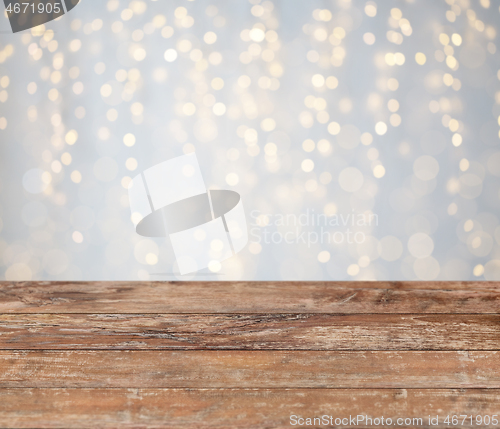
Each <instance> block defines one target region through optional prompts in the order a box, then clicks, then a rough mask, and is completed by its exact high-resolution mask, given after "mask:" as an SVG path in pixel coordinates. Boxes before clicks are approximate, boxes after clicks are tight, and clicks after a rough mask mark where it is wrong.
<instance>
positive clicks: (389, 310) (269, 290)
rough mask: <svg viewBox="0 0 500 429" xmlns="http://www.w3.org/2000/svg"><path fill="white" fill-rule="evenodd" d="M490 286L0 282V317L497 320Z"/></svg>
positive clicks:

Required work>
Recast the records above as a JSON list of strings, one string per line, with blank lines left out. Leave the pictures out of the answer.

Answer below>
[
  "Each <instance> block defines one target region through optional prompts in the order a box, then clicks, then a rough mask, and is completed by its exact high-resolution mask, given after \"mask:\" as an SVG path in pixel coordinates. Boxes before clicks are approximate, boxes after clicks are tight, and clicks after a rough mask mark where it is wrong.",
  "<instance>",
  "positive clicks: (389, 310) (269, 290)",
  "rough mask: <svg viewBox=\"0 0 500 429\" xmlns=\"http://www.w3.org/2000/svg\"><path fill=\"white\" fill-rule=\"evenodd\" d=\"M490 286L0 282V317L497 320Z\"/></svg>",
  "positive clicks:"
]